Questo perché i funghi e gli insetti si muovono nel territorio senza far caso a dove cominciano o finiscono le diverse proprietà: solo se si impara da loro, organizzando una strategia su
tutto il comprensorio, si può veramente ridurre l’impatto ambientale e avere molte più garanzie di una protezione efficace per ogni singola Azienda. Possiamo senz’altro dire che la strategia
più elevata della viticoltura sostenibile è sicuramente il bio territoriale.
Quella del Biodistretto sarebbe un’esperienza esportabile o replicabile anche in altri contesti e/o segmenti? Quali caratteristiche sono però necessarie perché abbia
successo?
Il Biodistretto è lo strumento per far capire alla gente che i veleni chimici uccidono e che l’agricoltura biologica funziona.
Alla base deve esserci un gruppo coeso e determinato e la capacità di ottimizzare tutte le risorse territoriali umane e strutturali disponibili. Una grande sollecitazione deve venire dalla
popolazione locale che non si occupa direttamente di una particolare attività produttiva (mamme e pensionati, artigiani e dipendenti pubblici…). Servono fatti concreti per documentare e
dimensionare il problema ambientale locale, servono esperti che ne analizzino cause e possibili soluzioni senza fanatismi e con molta concretezza.

# [Il tuo obiettivo]
Riscrivi la parte del brano sulla viticoltura sostenibile che parte dalle parole "Questo perché i" e si chiude dopo "l’agricoltura biologica funziona.", sostituendo "Biodistretto" con "distretto biologico".

# [Materiale fornito]
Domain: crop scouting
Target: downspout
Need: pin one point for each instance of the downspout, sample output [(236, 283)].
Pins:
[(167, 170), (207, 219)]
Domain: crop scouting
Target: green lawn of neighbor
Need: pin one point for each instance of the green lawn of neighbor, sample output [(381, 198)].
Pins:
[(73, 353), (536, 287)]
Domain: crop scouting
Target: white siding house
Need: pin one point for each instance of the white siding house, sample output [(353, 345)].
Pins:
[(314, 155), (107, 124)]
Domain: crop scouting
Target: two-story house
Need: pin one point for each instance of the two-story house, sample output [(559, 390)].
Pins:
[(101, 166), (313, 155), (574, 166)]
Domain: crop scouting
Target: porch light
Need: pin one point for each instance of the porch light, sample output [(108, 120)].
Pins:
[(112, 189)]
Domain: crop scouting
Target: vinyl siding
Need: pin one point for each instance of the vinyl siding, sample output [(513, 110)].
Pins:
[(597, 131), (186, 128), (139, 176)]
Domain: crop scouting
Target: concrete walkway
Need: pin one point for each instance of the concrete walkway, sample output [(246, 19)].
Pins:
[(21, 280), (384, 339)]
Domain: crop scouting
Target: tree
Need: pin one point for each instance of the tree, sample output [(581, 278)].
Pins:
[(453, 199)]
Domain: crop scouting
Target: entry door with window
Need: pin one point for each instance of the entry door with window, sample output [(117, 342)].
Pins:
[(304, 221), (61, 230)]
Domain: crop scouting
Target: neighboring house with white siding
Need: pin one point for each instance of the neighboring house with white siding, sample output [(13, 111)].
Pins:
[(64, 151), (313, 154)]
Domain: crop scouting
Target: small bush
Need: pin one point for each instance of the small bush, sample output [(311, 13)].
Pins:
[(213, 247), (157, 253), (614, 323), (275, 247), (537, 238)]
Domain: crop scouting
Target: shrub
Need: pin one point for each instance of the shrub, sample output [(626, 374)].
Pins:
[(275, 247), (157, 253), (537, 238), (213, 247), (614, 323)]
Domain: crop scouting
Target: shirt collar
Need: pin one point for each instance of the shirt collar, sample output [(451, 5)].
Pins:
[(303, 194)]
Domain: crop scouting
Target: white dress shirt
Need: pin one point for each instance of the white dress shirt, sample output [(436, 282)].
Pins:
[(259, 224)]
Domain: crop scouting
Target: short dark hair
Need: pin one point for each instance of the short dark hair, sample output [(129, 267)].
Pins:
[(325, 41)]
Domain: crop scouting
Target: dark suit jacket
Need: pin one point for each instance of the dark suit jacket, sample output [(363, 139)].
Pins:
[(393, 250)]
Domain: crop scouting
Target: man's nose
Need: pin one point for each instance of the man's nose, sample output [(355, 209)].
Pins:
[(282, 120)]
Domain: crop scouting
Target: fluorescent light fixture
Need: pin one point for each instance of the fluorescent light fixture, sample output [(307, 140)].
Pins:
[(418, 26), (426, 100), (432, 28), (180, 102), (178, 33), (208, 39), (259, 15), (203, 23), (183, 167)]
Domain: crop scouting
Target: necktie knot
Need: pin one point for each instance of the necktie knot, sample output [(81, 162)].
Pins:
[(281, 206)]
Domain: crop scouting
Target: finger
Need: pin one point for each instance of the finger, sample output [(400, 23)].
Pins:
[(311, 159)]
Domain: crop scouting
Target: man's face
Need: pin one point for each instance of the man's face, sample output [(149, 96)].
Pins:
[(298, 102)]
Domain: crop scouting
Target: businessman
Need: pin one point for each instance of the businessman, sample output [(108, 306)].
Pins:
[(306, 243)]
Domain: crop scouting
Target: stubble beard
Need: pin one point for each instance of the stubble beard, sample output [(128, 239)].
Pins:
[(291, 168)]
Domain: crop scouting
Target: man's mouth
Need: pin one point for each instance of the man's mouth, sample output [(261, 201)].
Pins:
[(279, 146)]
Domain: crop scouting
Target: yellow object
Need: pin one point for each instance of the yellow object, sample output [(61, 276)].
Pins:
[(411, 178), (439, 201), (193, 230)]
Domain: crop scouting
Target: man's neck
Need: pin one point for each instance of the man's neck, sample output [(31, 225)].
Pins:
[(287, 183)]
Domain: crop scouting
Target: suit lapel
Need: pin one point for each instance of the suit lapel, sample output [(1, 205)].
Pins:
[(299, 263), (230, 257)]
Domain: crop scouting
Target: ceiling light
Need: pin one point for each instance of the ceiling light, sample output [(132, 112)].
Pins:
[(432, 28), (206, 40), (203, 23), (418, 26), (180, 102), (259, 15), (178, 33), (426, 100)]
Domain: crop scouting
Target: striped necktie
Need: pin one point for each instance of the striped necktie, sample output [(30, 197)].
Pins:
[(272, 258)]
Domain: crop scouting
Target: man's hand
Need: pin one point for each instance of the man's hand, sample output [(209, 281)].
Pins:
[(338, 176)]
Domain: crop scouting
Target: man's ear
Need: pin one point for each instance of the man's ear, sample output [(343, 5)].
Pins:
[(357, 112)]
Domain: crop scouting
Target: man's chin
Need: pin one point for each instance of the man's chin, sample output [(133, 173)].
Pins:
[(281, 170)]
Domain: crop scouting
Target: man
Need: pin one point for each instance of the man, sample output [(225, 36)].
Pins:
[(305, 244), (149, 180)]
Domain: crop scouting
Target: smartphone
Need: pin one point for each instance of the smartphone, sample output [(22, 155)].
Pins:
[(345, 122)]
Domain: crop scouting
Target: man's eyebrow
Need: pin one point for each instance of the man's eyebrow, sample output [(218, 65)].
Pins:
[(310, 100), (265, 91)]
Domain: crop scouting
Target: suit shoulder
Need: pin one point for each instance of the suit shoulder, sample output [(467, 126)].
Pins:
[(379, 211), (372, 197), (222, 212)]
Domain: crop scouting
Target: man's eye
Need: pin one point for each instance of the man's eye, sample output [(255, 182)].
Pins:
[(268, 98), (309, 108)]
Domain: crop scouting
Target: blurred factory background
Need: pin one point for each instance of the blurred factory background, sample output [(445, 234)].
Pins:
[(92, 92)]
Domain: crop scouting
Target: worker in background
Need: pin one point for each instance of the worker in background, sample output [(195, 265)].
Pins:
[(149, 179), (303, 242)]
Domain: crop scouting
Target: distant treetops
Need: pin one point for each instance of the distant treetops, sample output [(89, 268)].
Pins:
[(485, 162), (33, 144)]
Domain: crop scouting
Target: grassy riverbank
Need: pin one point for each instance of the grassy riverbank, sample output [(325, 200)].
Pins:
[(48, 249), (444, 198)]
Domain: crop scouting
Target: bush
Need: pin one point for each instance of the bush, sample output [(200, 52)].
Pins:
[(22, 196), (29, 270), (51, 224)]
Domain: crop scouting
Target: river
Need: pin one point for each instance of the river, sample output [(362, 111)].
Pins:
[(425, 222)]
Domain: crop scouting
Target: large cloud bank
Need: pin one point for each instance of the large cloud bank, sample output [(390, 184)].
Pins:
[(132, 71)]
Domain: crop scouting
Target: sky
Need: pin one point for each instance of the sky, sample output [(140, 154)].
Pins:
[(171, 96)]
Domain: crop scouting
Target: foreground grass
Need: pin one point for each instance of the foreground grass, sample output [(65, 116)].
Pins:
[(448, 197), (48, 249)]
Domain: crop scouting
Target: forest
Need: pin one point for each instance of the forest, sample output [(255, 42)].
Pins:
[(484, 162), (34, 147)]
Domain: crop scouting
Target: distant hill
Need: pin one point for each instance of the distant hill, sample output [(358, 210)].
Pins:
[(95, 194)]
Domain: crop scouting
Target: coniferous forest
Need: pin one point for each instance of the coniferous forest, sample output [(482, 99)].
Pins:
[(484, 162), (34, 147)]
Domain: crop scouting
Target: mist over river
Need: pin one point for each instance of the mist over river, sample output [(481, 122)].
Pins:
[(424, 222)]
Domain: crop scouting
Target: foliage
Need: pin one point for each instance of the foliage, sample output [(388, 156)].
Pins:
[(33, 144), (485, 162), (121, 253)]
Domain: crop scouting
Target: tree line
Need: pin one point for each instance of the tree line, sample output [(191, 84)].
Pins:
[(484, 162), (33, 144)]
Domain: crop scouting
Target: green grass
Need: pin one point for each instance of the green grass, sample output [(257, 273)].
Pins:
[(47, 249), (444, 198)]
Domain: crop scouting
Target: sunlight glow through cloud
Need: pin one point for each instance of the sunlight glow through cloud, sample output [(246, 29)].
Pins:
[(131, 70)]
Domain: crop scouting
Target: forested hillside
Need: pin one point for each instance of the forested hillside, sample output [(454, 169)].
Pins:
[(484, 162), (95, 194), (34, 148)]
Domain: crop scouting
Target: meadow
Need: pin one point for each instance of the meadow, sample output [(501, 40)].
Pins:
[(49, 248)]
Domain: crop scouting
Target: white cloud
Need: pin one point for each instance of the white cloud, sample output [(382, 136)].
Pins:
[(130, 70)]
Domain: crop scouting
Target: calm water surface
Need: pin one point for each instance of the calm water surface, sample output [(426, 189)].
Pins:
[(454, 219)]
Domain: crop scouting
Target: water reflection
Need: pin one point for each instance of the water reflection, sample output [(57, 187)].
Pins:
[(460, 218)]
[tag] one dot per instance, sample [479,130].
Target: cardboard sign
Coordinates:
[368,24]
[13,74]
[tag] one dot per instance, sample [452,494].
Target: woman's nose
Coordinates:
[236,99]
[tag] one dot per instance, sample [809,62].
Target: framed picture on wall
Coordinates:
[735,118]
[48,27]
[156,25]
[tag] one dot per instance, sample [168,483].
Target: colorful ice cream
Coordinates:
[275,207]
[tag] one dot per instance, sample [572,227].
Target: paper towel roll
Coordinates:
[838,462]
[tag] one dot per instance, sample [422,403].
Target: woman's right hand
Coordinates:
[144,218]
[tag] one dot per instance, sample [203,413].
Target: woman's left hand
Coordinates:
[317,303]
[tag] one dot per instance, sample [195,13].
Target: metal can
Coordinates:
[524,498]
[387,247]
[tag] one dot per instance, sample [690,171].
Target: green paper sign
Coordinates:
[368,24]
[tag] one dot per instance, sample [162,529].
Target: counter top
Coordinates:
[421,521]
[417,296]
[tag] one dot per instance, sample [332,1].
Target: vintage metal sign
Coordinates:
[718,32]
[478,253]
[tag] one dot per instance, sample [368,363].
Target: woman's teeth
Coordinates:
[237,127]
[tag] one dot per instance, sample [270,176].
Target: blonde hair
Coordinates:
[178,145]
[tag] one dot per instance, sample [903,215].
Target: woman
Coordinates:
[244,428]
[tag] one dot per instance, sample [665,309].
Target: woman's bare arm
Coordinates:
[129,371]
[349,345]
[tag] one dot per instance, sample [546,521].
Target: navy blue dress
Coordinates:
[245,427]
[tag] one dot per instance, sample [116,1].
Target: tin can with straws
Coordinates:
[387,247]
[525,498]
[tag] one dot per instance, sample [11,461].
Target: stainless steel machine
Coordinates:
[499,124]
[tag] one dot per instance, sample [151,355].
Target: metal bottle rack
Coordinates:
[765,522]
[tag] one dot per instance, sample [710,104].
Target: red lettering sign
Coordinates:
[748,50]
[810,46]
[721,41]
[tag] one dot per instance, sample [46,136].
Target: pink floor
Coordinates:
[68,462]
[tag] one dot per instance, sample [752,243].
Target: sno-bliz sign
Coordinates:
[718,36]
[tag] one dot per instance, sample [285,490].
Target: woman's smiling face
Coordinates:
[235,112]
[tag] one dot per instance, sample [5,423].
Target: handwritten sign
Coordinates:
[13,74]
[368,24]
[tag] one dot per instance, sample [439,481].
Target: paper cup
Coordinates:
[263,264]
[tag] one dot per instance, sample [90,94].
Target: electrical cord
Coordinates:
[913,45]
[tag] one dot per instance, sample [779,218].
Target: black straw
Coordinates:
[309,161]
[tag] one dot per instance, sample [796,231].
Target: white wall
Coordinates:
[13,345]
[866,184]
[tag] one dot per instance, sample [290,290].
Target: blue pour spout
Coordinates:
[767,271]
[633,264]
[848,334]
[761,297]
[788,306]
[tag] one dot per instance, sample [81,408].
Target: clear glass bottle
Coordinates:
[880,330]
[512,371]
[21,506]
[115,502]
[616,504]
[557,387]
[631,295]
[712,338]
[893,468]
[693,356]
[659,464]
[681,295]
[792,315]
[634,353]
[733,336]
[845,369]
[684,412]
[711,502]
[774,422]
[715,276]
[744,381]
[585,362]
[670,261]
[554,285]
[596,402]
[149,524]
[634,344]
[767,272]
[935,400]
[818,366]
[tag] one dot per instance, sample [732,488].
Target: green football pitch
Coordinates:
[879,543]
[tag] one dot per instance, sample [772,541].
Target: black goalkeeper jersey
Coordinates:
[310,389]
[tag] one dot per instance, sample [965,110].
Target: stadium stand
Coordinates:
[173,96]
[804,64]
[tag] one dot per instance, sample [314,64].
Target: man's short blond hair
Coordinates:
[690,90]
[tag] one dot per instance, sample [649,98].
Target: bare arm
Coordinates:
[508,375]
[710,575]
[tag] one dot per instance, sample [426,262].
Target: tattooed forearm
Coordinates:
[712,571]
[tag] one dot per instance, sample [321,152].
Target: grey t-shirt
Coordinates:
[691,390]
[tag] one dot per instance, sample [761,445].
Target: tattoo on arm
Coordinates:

# [Soluzione proposta]
Questo perché i funghi e gli insetti si muovono nel territorio senza far caso a dove cominciano o finiscono le diverse proprietà: solo se si impara da loro, organizzando una strategia su
tutto il comprensorio, si può veramente ridurre l’impatto ambientale e avere molte più garanzie di una protezione efficace per ogni singola Azienda. Possiamo senz’altro dire che la strategia
più elevata della viticoltura sostenibile è sicuramente il bio territoriale.
Quella del distretto biologico sarebbe un’esperienza esportabile o replicabile anche in altri contesti e/o segmenti? Quali caratteristiche sono però necessarie perché abbia
successo?
Il distretto biologico è lo strumento per far capire alla gente che i veleni chimici uccidono e che l’agricoltura biologica funziona.